» Questions on the material:
1) Decide whether each statement below agrees with the text on military packs. For each, answer yes or no and quote the words of the text that decide it.
(a) The M-1928 haversack went into production in 1928.
(b) The M-1936 field bag was issued to officers, engineers and mounted personnel.
(c) The M-1941 system was issued in tan or khaki canvas.
2) Extract everything from "The M-1936 field" down to "on a vehicle." in the text on military packs.

» Text segment:

The M1910 haversack continued production during the interwar years with minor modifications: "An upgraded haversack was developed in 1928 that had quick release buckles and a web strap and buckle closure on the meat can pouch replacing the metal button. However, the M-1928 haversack did not go into production until 1940, and older haversacks continued to be issued until stocks were exhausted." The M-1944 Combat Pack was developed from the much lighter and user-friendly US Marine Corps M-1941 Jungle pack which was developed during the Banana Wars which required a lighter pack in the tropics. The M-1944 pack had some shortcomings and a new M-1945 began replacing earlier packs in February 1945. The two packs had incompatible combat and cargo packs because of different release buckles.

The new two-part design, based on the Marine M-1941 jungle pack, used a much smaller back pack (for rations, clothes, ammunition, and messkit), and a separate cargo bag that attached to the bottom for extra clothes, shoes, and miscellaneous other items. The upper field pack had the same type of grommet tabs and loops as the M-1928 for attaching a bayonet and entrenchment tool plus straps for securing a "horseshoe" bedroll.

The M-1936 field bag was a copy of the British officer's Musette bag of World War I and was issued to officers, engineers and mounted personnel. It was a smaller pack lacking shoulder straps and could be attached to a set of cotton web suspenders or carried by a single general purpose shoulder strap. It was intended to carry rations, mess gear, and other essential items and was smaller as less essential gear would be carried on a vehicle.

==U.S. Marine Corps==
The Marines carried the M-1910 haversack and the somewhat-improved M-1928 haversack in both world wars, but they also developed their own exclusive pack system in 1941. The M-1910 haversack was considered too overweight and cumbersome for jungle fighting in the tropics of Central America during the years of the Banana Wars.

A more versatile two-part M-1941 system was devised. It has an upper "marching pack" for rations, poncho and clothes, and a lower knapsack for extra shoes and utilities. The exterior of the upper pack had loops and grommet tabs for attaching a bayonet, shovel, bedroll, extra canteen, and first-aid pouch. It was issued in tan or khaki canvas.

» Extracted material:
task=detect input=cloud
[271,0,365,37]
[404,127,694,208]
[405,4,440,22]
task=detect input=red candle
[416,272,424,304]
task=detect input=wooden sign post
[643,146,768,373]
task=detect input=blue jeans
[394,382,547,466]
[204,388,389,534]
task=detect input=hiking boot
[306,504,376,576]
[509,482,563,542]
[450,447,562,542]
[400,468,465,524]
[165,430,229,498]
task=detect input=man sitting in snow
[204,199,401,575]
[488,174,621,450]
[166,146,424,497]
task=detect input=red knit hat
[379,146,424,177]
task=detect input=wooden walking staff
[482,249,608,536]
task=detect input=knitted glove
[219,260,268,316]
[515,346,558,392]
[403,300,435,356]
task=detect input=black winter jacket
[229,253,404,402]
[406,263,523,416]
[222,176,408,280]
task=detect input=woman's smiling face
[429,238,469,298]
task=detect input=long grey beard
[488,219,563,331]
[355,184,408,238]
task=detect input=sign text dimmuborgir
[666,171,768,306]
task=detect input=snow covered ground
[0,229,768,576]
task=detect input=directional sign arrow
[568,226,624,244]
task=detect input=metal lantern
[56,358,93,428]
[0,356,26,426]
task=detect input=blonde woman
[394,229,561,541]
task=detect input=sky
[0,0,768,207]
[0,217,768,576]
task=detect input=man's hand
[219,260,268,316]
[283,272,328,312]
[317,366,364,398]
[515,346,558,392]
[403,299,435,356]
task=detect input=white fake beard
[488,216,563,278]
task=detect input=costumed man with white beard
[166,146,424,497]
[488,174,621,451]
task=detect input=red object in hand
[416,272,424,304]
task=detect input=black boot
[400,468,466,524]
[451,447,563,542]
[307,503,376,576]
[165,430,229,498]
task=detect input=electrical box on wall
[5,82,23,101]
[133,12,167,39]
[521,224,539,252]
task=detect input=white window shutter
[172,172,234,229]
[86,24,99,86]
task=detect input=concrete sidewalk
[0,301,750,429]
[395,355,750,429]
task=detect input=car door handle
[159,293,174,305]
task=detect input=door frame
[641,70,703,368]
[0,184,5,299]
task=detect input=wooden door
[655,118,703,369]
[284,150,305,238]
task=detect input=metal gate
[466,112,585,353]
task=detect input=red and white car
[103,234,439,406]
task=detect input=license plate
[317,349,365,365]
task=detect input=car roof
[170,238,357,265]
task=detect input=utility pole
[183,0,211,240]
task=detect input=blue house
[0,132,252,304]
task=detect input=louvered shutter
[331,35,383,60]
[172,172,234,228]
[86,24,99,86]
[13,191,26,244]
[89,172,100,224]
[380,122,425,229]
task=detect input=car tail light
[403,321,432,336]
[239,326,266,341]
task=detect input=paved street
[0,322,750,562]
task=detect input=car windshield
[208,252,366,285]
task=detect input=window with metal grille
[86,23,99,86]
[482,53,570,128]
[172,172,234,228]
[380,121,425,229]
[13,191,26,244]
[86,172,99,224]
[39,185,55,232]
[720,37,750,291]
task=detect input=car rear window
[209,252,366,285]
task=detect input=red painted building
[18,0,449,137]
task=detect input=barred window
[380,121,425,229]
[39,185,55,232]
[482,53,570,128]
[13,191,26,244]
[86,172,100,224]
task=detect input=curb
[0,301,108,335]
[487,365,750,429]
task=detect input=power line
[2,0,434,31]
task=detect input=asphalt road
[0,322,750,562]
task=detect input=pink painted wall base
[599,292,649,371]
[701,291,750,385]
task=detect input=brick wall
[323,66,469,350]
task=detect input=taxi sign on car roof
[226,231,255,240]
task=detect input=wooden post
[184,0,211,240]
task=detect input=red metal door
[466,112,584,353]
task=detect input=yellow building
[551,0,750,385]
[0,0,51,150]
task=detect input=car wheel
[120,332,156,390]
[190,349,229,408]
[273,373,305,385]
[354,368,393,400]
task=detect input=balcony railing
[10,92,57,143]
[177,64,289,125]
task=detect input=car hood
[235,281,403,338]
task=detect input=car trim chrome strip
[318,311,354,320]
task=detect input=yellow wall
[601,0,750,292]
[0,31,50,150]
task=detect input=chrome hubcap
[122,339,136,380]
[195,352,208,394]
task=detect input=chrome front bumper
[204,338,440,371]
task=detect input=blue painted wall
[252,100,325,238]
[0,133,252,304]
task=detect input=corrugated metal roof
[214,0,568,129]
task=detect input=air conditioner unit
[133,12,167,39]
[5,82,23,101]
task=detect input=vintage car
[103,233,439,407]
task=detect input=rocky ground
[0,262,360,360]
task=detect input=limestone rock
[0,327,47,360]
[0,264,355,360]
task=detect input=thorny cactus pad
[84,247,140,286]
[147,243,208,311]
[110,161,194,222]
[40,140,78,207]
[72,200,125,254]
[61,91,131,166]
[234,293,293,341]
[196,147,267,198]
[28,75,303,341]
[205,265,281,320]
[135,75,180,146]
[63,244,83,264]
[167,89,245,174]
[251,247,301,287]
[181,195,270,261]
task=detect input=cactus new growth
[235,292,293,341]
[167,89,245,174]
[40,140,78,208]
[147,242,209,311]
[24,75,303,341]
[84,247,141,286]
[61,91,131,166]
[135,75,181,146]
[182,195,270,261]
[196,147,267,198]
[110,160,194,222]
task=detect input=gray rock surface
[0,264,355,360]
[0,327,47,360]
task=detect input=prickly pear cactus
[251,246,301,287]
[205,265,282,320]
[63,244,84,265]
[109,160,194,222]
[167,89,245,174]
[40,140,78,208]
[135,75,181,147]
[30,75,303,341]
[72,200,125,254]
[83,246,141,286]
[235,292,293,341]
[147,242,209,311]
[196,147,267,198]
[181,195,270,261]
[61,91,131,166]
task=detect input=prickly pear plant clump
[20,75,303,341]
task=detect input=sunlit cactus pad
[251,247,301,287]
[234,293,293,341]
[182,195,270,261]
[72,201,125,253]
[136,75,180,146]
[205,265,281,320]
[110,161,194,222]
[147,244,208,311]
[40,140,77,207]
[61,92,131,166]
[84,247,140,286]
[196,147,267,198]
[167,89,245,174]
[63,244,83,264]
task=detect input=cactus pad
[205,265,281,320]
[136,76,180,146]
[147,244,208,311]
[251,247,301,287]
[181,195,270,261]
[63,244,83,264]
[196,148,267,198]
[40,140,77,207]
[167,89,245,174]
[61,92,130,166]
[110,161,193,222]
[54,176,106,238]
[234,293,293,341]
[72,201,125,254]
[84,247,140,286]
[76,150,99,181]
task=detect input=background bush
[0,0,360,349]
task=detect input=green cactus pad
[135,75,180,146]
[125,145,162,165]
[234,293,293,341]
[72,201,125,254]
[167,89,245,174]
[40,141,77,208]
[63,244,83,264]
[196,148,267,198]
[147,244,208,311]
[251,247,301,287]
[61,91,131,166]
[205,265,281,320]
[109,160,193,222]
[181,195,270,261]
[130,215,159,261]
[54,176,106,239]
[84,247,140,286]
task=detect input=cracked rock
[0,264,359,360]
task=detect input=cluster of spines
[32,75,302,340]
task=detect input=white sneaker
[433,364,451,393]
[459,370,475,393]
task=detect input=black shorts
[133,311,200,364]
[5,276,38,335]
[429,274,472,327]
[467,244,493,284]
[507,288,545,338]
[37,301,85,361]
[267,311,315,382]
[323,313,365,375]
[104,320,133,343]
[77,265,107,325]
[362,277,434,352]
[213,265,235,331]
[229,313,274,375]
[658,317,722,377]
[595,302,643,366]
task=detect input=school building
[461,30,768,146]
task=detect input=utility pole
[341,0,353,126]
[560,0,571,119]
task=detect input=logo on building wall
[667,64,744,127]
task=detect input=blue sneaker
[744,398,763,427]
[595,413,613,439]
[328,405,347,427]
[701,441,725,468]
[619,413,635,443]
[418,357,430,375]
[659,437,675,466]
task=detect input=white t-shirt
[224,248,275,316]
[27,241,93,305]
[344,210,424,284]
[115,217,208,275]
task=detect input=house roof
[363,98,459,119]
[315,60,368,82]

» Response list:
1)
(a) No: "the M-1928 haversack did not go into production until 1940"
(b) Yes: "was issued to officers, engineers and mounted personnel"
(c) Yes: "It was issued in tan or khaki canvas."

2)
The M-1936 field bag was a copy of the British officer's Musette bag of World War I and was issued to officers, engineers and mounted personnel. It was a smaller pack lacking shoulder straps and could be attached to a set of cotton web suspenders or carried by a single general purpose shoulder strap. It was intended to carry rations, mess gear, and other essential items and was smaller as less essential gear would be carried on a vehicle.